• [Task to carry out]: Go through the listing below. Copy each line that has the string "marking".

• [Input data]:

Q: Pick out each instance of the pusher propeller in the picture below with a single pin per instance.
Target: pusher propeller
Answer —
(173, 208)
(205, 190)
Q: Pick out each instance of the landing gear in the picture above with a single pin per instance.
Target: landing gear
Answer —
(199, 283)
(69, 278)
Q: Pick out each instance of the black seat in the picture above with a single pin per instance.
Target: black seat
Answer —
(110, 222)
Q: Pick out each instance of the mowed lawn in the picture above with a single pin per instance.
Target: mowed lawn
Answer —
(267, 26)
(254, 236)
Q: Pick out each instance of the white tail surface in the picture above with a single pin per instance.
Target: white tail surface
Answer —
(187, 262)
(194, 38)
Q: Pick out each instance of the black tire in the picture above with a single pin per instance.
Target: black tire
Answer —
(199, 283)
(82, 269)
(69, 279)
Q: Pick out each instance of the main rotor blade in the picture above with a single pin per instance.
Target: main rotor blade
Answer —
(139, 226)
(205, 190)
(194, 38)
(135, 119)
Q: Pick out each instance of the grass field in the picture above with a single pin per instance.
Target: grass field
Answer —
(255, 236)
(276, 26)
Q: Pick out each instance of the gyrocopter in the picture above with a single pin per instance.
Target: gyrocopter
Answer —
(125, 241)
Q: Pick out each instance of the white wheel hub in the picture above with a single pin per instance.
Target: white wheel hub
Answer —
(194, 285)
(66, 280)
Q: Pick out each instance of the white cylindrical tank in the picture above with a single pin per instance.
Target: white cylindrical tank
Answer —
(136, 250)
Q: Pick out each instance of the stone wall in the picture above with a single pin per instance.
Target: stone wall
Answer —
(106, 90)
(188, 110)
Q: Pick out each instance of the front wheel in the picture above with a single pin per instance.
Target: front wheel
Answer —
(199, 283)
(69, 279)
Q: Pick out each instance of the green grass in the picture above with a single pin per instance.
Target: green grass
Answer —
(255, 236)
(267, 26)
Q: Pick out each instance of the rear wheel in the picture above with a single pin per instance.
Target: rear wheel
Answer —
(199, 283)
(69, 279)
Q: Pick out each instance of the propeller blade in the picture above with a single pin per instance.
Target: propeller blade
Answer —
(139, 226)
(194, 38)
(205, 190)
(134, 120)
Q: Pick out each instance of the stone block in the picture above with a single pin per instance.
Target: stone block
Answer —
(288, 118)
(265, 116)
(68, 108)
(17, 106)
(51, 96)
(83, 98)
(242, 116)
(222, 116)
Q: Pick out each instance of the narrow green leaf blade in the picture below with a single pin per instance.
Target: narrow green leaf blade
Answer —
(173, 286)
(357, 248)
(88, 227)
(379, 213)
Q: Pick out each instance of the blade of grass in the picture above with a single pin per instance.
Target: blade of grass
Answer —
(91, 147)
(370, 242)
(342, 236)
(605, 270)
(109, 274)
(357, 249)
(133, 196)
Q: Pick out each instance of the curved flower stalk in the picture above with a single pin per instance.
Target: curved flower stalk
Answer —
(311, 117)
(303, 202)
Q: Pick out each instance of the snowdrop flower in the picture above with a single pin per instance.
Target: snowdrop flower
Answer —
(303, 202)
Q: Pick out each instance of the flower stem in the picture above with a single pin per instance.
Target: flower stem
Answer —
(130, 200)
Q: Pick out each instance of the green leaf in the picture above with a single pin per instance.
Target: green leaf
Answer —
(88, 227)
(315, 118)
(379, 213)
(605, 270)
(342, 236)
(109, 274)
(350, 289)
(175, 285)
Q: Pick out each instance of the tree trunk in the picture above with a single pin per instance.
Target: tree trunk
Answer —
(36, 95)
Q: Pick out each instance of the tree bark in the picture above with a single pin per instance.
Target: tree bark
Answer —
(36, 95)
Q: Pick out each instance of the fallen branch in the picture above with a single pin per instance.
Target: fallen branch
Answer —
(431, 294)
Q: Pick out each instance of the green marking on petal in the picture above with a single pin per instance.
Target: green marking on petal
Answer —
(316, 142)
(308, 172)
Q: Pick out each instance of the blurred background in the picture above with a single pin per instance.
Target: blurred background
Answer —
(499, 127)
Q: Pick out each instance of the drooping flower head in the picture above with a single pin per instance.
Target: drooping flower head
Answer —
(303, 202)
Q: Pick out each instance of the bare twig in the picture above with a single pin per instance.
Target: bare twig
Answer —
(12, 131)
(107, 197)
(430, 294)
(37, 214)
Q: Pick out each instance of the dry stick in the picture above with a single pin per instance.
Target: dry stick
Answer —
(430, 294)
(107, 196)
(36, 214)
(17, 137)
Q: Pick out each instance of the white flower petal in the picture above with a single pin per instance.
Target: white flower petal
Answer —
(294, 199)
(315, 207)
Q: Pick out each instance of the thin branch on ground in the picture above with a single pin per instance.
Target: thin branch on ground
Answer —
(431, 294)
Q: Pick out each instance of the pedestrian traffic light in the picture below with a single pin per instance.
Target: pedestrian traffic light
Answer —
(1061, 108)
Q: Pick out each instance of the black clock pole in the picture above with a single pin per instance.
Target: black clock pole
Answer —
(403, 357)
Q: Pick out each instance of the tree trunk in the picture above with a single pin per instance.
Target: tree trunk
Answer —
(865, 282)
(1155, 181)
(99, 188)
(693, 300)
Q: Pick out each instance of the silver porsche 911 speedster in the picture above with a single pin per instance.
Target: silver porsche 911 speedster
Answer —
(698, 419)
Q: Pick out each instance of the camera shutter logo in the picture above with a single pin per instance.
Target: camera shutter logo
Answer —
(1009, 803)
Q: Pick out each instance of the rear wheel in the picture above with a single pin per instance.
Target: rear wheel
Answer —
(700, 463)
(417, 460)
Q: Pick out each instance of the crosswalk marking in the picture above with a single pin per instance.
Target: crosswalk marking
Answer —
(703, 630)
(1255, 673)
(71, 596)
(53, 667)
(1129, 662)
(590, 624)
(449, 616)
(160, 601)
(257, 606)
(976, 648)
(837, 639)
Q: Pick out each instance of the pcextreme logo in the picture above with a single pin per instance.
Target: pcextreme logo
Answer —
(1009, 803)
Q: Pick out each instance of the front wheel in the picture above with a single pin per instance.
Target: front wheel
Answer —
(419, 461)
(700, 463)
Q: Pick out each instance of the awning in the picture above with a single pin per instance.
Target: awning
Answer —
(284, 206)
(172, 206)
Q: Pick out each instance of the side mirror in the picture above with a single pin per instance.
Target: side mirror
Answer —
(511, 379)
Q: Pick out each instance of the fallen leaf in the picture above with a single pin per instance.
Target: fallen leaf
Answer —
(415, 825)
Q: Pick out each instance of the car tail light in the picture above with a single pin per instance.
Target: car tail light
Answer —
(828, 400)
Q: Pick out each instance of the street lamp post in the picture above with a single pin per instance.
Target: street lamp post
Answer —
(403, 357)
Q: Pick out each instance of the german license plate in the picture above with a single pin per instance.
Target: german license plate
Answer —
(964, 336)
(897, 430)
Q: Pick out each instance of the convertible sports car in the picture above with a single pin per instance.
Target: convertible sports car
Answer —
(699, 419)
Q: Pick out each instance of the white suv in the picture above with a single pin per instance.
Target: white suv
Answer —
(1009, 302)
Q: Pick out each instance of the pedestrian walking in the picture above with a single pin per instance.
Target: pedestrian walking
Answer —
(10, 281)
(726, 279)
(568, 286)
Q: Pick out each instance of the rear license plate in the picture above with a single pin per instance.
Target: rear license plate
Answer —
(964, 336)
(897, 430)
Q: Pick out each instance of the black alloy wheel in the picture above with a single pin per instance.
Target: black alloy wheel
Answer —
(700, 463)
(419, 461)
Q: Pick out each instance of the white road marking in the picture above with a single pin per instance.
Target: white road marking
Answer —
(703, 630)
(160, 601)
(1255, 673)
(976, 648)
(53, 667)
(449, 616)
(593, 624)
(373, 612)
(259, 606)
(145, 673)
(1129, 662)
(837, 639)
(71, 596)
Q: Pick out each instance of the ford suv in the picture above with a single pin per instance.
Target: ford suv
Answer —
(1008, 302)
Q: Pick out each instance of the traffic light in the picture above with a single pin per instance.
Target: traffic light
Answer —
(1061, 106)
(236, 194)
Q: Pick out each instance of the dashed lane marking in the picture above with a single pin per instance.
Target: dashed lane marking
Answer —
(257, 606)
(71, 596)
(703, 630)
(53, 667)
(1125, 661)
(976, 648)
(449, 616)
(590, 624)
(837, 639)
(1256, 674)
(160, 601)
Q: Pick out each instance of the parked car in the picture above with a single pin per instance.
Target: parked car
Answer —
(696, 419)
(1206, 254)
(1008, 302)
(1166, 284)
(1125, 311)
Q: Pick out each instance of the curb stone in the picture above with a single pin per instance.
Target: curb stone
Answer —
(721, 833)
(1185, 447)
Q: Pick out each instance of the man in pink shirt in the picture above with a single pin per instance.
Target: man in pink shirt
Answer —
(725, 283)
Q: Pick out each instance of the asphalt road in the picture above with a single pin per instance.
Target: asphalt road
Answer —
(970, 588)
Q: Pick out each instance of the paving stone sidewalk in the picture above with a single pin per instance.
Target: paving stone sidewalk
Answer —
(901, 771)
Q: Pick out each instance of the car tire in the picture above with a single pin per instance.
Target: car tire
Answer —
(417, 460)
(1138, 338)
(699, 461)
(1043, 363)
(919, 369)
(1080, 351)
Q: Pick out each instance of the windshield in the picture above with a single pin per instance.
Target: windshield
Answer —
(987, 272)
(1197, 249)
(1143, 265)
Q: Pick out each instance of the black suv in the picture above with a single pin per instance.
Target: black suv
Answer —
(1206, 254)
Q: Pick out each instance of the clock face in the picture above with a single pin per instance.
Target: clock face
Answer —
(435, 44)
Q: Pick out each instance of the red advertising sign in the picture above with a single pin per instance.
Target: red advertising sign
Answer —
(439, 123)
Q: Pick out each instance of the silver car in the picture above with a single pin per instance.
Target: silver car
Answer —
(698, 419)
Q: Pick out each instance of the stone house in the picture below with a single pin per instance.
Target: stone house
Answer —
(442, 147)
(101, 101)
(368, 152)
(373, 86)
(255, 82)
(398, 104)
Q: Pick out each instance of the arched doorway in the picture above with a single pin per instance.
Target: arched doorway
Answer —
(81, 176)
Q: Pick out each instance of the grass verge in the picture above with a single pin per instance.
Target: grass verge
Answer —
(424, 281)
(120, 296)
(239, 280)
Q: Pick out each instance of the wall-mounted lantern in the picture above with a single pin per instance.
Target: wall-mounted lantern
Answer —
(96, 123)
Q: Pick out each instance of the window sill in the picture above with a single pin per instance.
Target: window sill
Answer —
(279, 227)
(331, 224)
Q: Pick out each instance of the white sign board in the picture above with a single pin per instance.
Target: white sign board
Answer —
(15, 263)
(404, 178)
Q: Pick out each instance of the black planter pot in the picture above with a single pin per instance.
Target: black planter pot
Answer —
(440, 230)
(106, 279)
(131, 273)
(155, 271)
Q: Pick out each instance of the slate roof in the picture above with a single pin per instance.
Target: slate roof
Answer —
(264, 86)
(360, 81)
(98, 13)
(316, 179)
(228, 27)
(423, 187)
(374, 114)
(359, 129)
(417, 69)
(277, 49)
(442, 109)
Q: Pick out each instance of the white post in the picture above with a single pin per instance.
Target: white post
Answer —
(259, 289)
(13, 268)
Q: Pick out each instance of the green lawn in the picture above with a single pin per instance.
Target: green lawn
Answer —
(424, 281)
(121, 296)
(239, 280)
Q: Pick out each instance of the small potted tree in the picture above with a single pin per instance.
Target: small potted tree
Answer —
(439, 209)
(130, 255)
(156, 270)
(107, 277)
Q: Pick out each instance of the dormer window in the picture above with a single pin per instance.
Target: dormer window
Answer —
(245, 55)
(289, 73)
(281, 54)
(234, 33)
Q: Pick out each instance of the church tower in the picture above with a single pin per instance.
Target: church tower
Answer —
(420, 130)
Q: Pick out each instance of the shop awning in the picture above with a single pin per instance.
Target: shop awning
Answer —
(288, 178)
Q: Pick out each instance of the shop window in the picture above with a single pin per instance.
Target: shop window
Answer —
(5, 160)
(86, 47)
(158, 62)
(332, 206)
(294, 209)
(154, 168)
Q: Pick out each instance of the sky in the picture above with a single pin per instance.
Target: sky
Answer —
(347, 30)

• [Exercise answer]:
Q: Pick out each instance of the green marking on petal in the picture above with a single pin per instance.
Target: green marking on petal
Q: Pick out each instance of the crosswalk marking in the picture above with a single pin per instance.
Target: crosswalk marking
Q: Pick out each instance of the white road marking in the picture above with a single pin per instance.
Target: white road marking
Q: Pick out each instance of the dashed lane marking in the picture above with a single pin per instance.
Target: dashed lane marking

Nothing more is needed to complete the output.